— START EXERCISE INPUTS —

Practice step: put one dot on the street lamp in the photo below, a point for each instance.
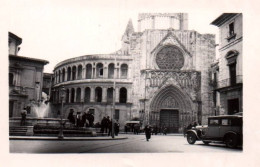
(63, 91)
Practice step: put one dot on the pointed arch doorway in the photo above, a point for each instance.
(170, 118)
(170, 104)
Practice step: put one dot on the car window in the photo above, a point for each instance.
(213, 122)
(225, 121)
(236, 122)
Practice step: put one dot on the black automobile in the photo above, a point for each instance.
(225, 128)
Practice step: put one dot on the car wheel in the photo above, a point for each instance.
(231, 141)
(191, 138)
(206, 142)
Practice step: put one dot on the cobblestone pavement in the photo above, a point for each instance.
(133, 144)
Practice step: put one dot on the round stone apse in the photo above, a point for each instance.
(170, 58)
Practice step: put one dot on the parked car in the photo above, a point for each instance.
(225, 128)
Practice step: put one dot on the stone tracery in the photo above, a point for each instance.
(170, 57)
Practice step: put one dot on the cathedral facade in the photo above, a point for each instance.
(161, 75)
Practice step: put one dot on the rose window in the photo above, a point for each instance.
(170, 58)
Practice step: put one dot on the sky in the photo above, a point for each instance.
(57, 30)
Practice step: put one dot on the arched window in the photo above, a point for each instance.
(56, 76)
(58, 96)
(110, 95)
(111, 69)
(11, 79)
(89, 71)
(72, 95)
(79, 72)
(67, 95)
(124, 70)
(69, 74)
(74, 69)
(123, 95)
(87, 95)
(231, 62)
(63, 75)
(170, 57)
(98, 94)
(99, 71)
(78, 95)
(59, 76)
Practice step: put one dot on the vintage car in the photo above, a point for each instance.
(225, 128)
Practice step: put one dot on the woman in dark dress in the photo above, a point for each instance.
(147, 131)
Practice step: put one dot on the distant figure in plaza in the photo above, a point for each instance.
(78, 120)
(116, 126)
(155, 130)
(23, 117)
(109, 127)
(165, 131)
(71, 117)
(90, 118)
(83, 120)
(194, 124)
(103, 125)
(137, 128)
(189, 127)
(184, 131)
(126, 129)
(107, 123)
(147, 131)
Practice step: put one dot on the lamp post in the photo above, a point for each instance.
(63, 91)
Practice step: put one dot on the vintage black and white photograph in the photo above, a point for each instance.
(105, 77)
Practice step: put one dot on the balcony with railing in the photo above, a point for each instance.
(228, 82)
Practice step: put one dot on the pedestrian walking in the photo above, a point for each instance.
(103, 125)
(71, 117)
(78, 119)
(23, 117)
(165, 131)
(116, 126)
(147, 131)
(83, 120)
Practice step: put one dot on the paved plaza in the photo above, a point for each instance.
(133, 144)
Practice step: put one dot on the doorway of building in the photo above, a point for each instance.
(233, 106)
(170, 118)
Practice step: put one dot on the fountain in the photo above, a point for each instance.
(41, 121)
(42, 110)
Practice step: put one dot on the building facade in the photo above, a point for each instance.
(161, 74)
(227, 75)
(25, 79)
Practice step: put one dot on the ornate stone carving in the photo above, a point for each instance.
(170, 57)
(185, 79)
(169, 102)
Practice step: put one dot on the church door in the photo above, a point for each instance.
(170, 118)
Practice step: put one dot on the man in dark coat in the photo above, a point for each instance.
(109, 127)
(83, 120)
(71, 117)
(147, 131)
(78, 119)
(90, 118)
(116, 126)
(107, 122)
(103, 125)
(23, 115)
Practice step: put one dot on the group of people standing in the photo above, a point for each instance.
(106, 126)
(85, 120)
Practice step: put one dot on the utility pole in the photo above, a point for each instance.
(114, 99)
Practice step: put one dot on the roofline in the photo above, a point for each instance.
(218, 116)
(29, 58)
(12, 35)
(224, 17)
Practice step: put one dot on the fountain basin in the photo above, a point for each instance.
(30, 121)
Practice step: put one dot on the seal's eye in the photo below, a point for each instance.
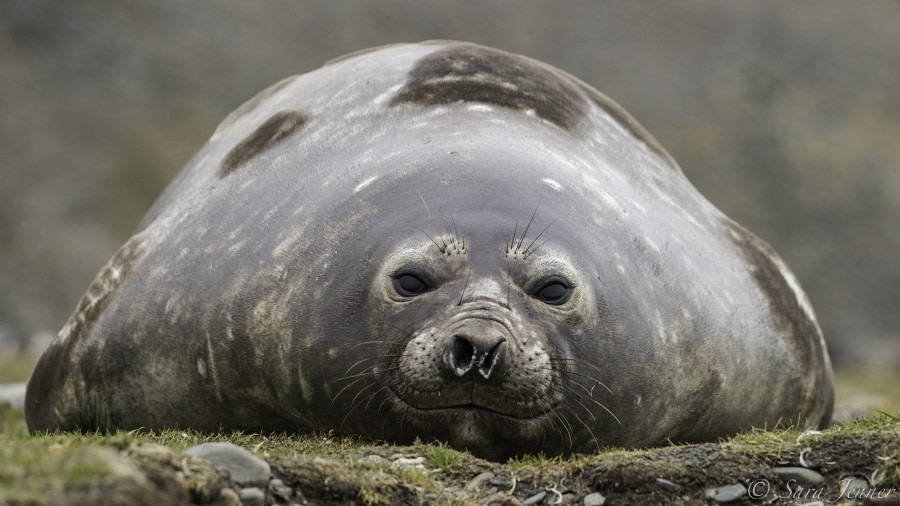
(408, 284)
(553, 292)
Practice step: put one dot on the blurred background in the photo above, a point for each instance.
(786, 115)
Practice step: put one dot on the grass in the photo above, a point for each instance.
(16, 368)
(341, 469)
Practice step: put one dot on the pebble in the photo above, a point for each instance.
(594, 499)
(851, 487)
(536, 498)
(726, 493)
(478, 481)
(228, 497)
(252, 497)
(13, 394)
(502, 499)
(666, 484)
(802, 475)
(280, 490)
(417, 462)
(246, 469)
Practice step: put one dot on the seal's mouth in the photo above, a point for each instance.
(473, 408)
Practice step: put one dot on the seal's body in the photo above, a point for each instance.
(441, 241)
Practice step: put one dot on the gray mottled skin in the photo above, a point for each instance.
(258, 291)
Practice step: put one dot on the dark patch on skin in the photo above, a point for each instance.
(800, 332)
(253, 103)
(467, 73)
(105, 284)
(623, 118)
(361, 52)
(51, 370)
(264, 137)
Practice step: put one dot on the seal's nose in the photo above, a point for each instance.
(482, 353)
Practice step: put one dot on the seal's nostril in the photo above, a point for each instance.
(491, 359)
(460, 357)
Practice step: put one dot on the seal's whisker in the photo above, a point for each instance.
(428, 236)
(594, 418)
(539, 236)
(507, 290)
(541, 244)
(586, 426)
(433, 223)
(512, 240)
(564, 425)
(585, 362)
(356, 345)
(353, 405)
(373, 396)
(369, 373)
(344, 389)
(357, 363)
(448, 230)
(518, 246)
(465, 285)
(456, 232)
(408, 333)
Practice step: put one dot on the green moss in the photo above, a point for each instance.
(31, 468)
(16, 368)
(441, 456)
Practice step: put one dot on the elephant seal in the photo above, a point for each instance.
(442, 241)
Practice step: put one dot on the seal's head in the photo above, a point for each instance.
(438, 241)
(478, 328)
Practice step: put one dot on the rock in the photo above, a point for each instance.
(246, 469)
(13, 394)
(853, 487)
(478, 481)
(726, 493)
(536, 498)
(801, 475)
(414, 462)
(502, 499)
(280, 491)
(228, 497)
(594, 499)
(252, 496)
(666, 484)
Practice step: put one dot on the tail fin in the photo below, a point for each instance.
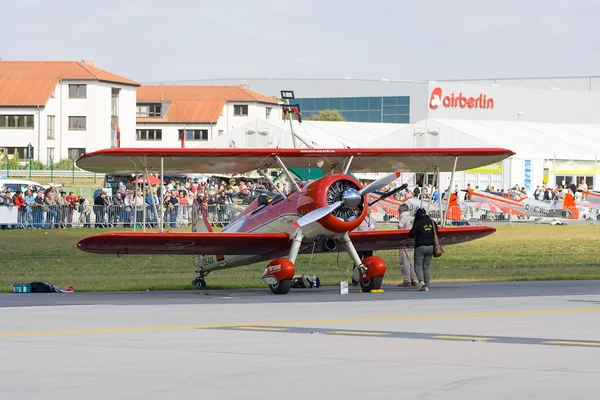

— END EXERCISE INPUTS —

WRITTEN REQUEST → Format every entry above as a Markdown table with the columns "Row" and "Line": number each row and put one line in it. Skip blank lines, and leave the pictures out of the answer.

EXERCISE RESPONSE →
| Row | Line |
|---|---|
| 1 | Practice step: put one dot on the street lamp in the photo below, a point for each instance. |
| 2 | (63, 91) |
| 3 | Practice step: put one dot on the pointed arch doorway in the photo above, a point for each instance. |
| 4 | (170, 118) |
| 5 | (170, 104) |
| 6 | Practice step: put one dot on the car window in the photo above, a point for each instance. |
| 7 | (213, 122) |
| 8 | (225, 121) |
| 9 | (236, 122) |
| 10 | Practice step: put one dot on the black automobile in the photo above, a point for each instance. |
| 11 | (225, 128) |
| 12 | Practice step: put one dot on the car wheel in the photo above, a point for each instance. |
| 13 | (231, 141) |
| 14 | (191, 138) |
| 15 | (206, 142) |
| 16 | Practice step: put one dot on the cobblestone pavement in the photo above, a point for each instance. |
| 17 | (133, 144) |
| 18 | Practice step: put one dot on the round stone apse in the photo above, a point for each instance. |
| 19 | (170, 58) |
| 20 | Practice step: put one dot on the parked car in the photo above, a point for each instance. |
| 21 | (225, 128) |
| 22 | Practice step: put one dot on the stone tracery in the photo above, a point for each instance. |
| 23 | (170, 57) |
| 24 | Practice step: put one dot on the cathedral facade in the photo above, a point for each instance. |
| 25 | (161, 75) |
| 26 | Practice step: put one dot on the rose window in the photo above, a point for each instance. |
| 27 | (170, 58) |
| 28 | Practice step: put one dot on the sky in the photo above, a point for each instance. |
| 29 | (57, 30) |
| 30 | Practice step: put one dot on the arched window in the photo above, a point for each instance. |
| 31 | (56, 76) |
| 32 | (58, 96) |
| 33 | (110, 95) |
| 34 | (111, 69) |
| 35 | (11, 79) |
| 36 | (89, 71) |
| 37 | (72, 95) |
| 38 | (79, 72) |
| 39 | (67, 95) |
| 40 | (124, 70) |
| 41 | (69, 74) |
| 42 | (74, 69) |
| 43 | (123, 95) |
| 44 | (87, 95) |
| 45 | (231, 62) |
| 46 | (63, 75) |
| 47 | (170, 57) |
| 48 | (98, 94) |
| 49 | (99, 71) |
| 50 | (78, 95) |
| 51 | (59, 76) |
| 52 | Practice step: put one dot on the vintage car in the photo above, a point for each instance. |
| 53 | (225, 128) |
| 54 | Practice step: put one dot on the woman in dark dress in the photo above, a point for each instance. |
| 55 | (147, 131) |
| 56 | Practice step: put one dot on the distant figure in plaza in the photo above, a point for each instance. |
| 57 | (78, 120) |
| 58 | (116, 126) |
| 59 | (155, 130) |
| 60 | (23, 117) |
| 61 | (109, 127) |
| 62 | (165, 131) |
| 63 | (71, 117) |
| 64 | (90, 118) |
| 65 | (83, 120) |
| 66 | (194, 124) |
| 67 | (103, 125) |
| 68 | (137, 128) |
| 69 | (189, 127) |
| 70 | (184, 131) |
| 71 | (126, 129) |
| 72 | (107, 123) |
| 73 | (147, 131) |
| 74 | Practice step: put one dot on the lamp post in the photo above, a point for each instance. |
| 75 | (63, 91) |
| 76 | Practice step: put one dot on the vintage black and white photograph in the photo above, a point for each instance. |
| 77 | (105, 77) |
| 78 | Practice step: put one dot on the balcony with railing in the photo above, a point for each instance. |
| 79 | (228, 82) |
| 80 | Practice step: put one dot on the pedestrian walking in the photo above, a point for each instance. |
| 81 | (103, 125) |
| 82 | (71, 117) |
| 83 | (78, 119) |
| 84 | (23, 117) |
| 85 | (165, 131) |
| 86 | (116, 126) |
| 87 | (147, 131) |
| 88 | (83, 120) |
| 89 | Practice step: put one dot on the paved plaza in the photo above, a point for each instance. |
| 90 | (133, 144) |
| 91 | Practice step: put one dot on the doorway of building in the photo above, a point for each instance. |
| 92 | (233, 106) |
| 93 | (170, 118) |
| 94 | Practice step: put one dot on the fountain in the photo above, a point for each instance. |
| 95 | (41, 121) |
| 96 | (42, 110) |
| 97 | Practice step: put one dot on the building facade in the photo above, a point for each instance. |
| 98 | (161, 74) |
| 99 | (227, 75) |
| 100 | (25, 79) |
| 101 | Practice step: put one dot on the ornate stone carving in the photo above, a point for each instance. |
| 102 | (170, 57) |
| 103 | (185, 79) |
| 104 | (169, 102) |
| 105 | Practice step: put one dot on the church door in the photo above, a point for each instance. |
| 106 | (170, 118) |
| 107 | Practice step: put one dot on the man in dark coat in the photo above, a point for each instance. |
| 108 | (109, 127) |
| 109 | (83, 120) |
| 110 | (71, 117) |
| 111 | (147, 131) |
| 112 | (78, 119) |
| 113 | (90, 118) |
| 114 | (116, 126) |
| 115 | (107, 122) |
| 116 | (103, 125) |
| 117 | (23, 115) |
| 118 | Practice step: put one dot on the group of people standing in the photo above, a point for each instance. |
| 119 | (106, 126) |
| 120 | (85, 120) |
| 121 | Practice step: put one dot on the utility pole in the photo above, a point for each instance. |
| 122 | (114, 99) |
| 123 | Practice step: put one dot on the roofline in the photo above, a point for each instance. |
| 124 | (218, 116) |
| 125 | (29, 58) |
| 126 | (12, 35) |
| 127 | (224, 17) |
| 128 | Practice step: put one dot on the fountain basin in the photo above, a point for each instance. |
| 129 | (30, 121) |
| 130 | Practice step: put one dot on the seal's eye in the photo below, a point for each instance. |
| 131 | (408, 284) |
| 132 | (553, 292) |
| 133 | Practice step: put one dot on the blurred background in the photo above, a point for each instance. |
| 134 | (786, 115) |
| 135 | Practice step: put one dot on the grass in the photo above, a point for each instance. |
| 136 | (16, 368) |
| 137 | (341, 469) |
| 138 | Practice step: put one dot on the pebble in the photo above, a point for each instance. |
| 139 | (594, 499) |
| 140 | (851, 487) |
| 141 | (536, 498) |
| 142 | (726, 493) |
| 143 | (478, 481) |
| 144 | (228, 497) |
| 145 | (252, 497) |
| 146 | (13, 394) |
| 147 | (502, 499) |
| 148 | (666, 484) |
| 149 | (802, 475) |
| 150 | (280, 490) |
| 151 | (417, 462) |
| 152 | (246, 469) |
| 153 | Practice step: put one dot on the seal's mouth in the photo above, a point for each instance. |
| 154 | (473, 408) |
| 155 | Practice step: put one dot on the seal's body in the photo above, a point for each instance. |
| 156 | (441, 241) |
| 157 | Practice step: put one dot on the gray mottled skin in the photo above, a point for each instance. |
| 158 | (258, 291) |
| 159 | Practice step: put one dot on the dark patch on skin in the photo above, a point for each instance. |
| 160 | (800, 332) |
| 161 | (253, 103) |
| 162 | (467, 73) |
| 163 | (105, 284) |
| 164 | (623, 118) |
| 165 | (361, 52) |
| 166 | (51, 370) |
| 167 | (264, 137) |
| 168 | Practice step: put one dot on the seal's nose in the photo above, a point for each instance. |
| 169 | (482, 353) |
| 170 | Practice step: put one dot on the seal's nostril in the photo above, a point for each instance. |
| 171 | (491, 359) |
| 172 | (460, 357) |
| 173 | Practice step: put one dot on the seal's whisker in the photo above, a point for each instance. |
| 174 | (428, 236) |
| 175 | (594, 418) |
| 176 | (539, 236) |
| 177 | (507, 290) |
| 178 | (541, 244) |
| 179 | (586, 426) |
| 180 | (433, 223) |
| 181 | (512, 240) |
| 182 | (564, 425) |
| 183 | (585, 362) |
| 184 | (356, 345) |
| 185 | (353, 405) |
| 186 | (373, 396) |
| 187 | (369, 373) |
| 188 | (344, 389) |
| 189 | (357, 363) |
| 190 | (448, 230) |
| 191 | (518, 246) |
| 192 | (465, 285) |
| 193 | (456, 232) |
| 194 | (408, 333) |
| 195 | Practice step: put one dot on the green moss in the photo above, a point for each instance. |
| 196 | (31, 468) |
| 197 | (16, 368) |
| 198 | (441, 456) |
| 199 | Practice step: put one dot on the elephant seal in the photo above, a point for each instance. |
| 200 | (442, 241) |
| 201 | Practice step: put one dot on the seal's head in the photo above, a point for each instance. |
| 202 | (438, 241) |
| 203 | (478, 328) |
| 204 | Practice step: put one dot on the rock in the photo above, a point for each instance. |
| 205 | (246, 469) |
| 206 | (13, 394) |
| 207 | (853, 487) |
| 208 | (478, 481) |
| 209 | (726, 493) |
| 210 | (536, 498) |
| 211 | (801, 475) |
| 212 | (414, 462) |
| 213 | (502, 499) |
| 214 | (280, 491) |
| 215 | (228, 497) |
| 216 | (594, 499) |
| 217 | (252, 496) |
| 218 | (666, 484) |
| 219 | Practice step: put one dot on the tail fin in the photo below, a point for each instance. |